[START OF Information shown]

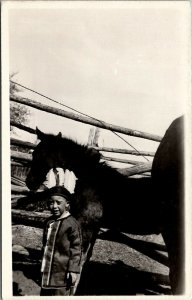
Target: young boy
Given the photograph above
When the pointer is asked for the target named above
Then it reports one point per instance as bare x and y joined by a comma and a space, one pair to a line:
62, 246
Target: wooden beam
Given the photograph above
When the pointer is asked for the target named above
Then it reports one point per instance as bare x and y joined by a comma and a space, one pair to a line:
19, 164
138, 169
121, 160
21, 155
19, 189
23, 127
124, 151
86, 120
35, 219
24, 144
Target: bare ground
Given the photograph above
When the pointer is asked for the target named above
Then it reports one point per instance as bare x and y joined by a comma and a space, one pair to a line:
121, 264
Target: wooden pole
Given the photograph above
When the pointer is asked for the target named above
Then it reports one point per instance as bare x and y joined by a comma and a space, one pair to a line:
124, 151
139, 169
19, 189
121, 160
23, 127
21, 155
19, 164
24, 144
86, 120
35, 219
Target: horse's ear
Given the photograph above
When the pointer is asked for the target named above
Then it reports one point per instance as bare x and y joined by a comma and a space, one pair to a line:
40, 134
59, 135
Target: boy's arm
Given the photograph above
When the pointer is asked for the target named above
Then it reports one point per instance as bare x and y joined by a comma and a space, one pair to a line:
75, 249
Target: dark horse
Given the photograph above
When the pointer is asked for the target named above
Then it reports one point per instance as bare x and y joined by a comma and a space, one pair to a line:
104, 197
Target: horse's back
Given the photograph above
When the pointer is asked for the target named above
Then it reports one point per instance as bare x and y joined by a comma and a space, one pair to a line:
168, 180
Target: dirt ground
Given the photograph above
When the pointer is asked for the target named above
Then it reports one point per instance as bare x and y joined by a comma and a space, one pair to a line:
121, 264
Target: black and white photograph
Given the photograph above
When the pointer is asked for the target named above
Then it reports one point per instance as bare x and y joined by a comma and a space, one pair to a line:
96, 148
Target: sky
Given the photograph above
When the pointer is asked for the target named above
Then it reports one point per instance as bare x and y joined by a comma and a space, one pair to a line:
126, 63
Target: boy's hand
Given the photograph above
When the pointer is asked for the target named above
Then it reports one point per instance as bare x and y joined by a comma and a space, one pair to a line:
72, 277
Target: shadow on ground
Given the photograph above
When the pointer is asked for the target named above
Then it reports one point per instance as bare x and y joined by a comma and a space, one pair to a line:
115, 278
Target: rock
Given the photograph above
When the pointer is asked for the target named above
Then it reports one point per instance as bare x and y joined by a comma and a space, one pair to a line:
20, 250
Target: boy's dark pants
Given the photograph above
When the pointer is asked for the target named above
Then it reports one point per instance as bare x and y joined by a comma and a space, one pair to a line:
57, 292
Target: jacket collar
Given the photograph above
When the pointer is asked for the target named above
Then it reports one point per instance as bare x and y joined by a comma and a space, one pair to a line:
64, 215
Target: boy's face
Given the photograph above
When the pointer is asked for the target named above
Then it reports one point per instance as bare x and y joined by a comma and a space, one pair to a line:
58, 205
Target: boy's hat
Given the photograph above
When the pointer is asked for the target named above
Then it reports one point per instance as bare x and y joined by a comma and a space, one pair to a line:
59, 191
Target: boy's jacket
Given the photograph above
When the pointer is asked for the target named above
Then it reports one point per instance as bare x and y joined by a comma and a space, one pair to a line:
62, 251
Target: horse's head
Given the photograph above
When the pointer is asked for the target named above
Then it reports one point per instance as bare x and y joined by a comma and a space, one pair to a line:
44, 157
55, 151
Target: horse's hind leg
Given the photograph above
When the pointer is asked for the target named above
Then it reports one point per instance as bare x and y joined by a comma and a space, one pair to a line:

[END OF Information shown]

Exercise aim: Pictures in the records above are not copied; print everything else exactly.

Response:
Target: young boy
Given the photograph above
When the pointer is asked for the target named above
Then it reports one point per instance as bare x and y joined by a comma and a space, one pair to a line:
62, 246
Target: wooden beam
Given the photograph above
When the pointer is asked for the target named above
Then it reports one point per instance as bare x and y joined by a comma and a space, one pair to a line:
19, 164
138, 169
121, 160
21, 155
19, 189
23, 127
124, 151
86, 120
35, 219
24, 144
Target: bare ground
Given the photograph above
When the pointer is asked for the target named above
Then it reports one point per instance as bare x and y joined by a comma and a space, one pair to a line:
121, 264
Target: wooden pole
Given the photograph above
When the pointer is asked for the target named above
Then it reports one point per instance as bare x and y joined by a comma and a space, one pair to a line:
124, 151
139, 169
19, 189
121, 160
23, 127
21, 155
19, 164
24, 144
86, 120
35, 219
Target: horse's ear
Given the photograph above
When the pointer is asked for the target named above
Then it reports one point per instance as bare x and y joined by a comma and a space, one pair to a line:
40, 134
59, 135
Target: boy's arm
Given the photograph above
When the pointer is asked for the target named above
Then it reports one point per instance as bare x and y joined by a comma and a space, one pair to a line:
75, 249
Target: dark horse
Given the photograph above
When the pointer is asked for the target named above
Then it reports one point per instance as bare x and y joined by a comma and a space, one pair to a line:
104, 197
Target: horse's back
Given the photograph above
When the pointer is asked for the target named above
Then it reports one point per instance as bare x and y joined by a comma and a space, one pair to a line:
168, 180
Target: dirt ground
Given the photograph above
When the pointer is asked for the target named above
Then it reports one point per instance as bare x and y joined by a comma and a space, one pair to a line:
121, 264
Target: black and white photograph
Given the photograph above
When the pointer is asked for the target named above
Then it reports one point per instance as bare x and y joined by a comma and a space, one pair to a line:
96, 148
Target: sky
Given the photograph above
When the pointer is asked for the target named above
Then it reports one point per instance as bare x and y joined by a comma and a space, one pair to a line:
126, 63
Target: boy's hand
Given the photograph above
When the pointer is asked for the target named above
Then it reports one point per instance as bare x and y joined by a comma and a space, one pair to a line:
72, 277
Target: shadow on ground
Given the photograph above
When the pointer is asked for the target named above
Then it reports one point per instance as bare x and y joined by a comma and a space, one pair to a line:
115, 278
Target: rock
Given the photograph above
When the pointer is asked for the target named above
Then it reports one point per instance as bare x and y joined by a comma and a space, one pair to a line:
20, 250
Target: boy's dark pants
Given the photograph above
When the pointer is asked for the target named above
Then it reports one point per instance as bare x and y joined by a comma and a space, one pair to a line:
57, 292
Target: jacket collar
Given the photograph above
When the pointer is asked for the target named above
Then it reports one point per instance as bare x and y joined by a comma and a space, one pair to a line:
64, 215
Target: boy's face
Given the photograph above
When the pointer is asked for the target named above
Then it reports one point per instance as bare x and y joined by a comma and a space, one pair to a line:
58, 205
Target: boy's hat
Given the photograph above
When the pointer is asked for the target named above
Then it reports one point per instance as bare x and y joined by a comma and a space, one pair to a line:
59, 191
Target: boy's jacket
Given the photograph above
When the pointer is asked for the target named above
Then it reports one point per instance as bare x and y joined by a comma and a space, one pair to a line:
62, 251
Target: horse's head
Given the photograph above
When the pointer is asked for the target named above
Then it reports one point per instance as bare x and y joined by a comma and a space, one pair to a line:
44, 157
55, 151
Target: horse's hind leg
Given the photograph above
When the pointer is asked for the target named above
Then it reports one point per instance as bare x and y joined by a comma and a space, one pair to a line:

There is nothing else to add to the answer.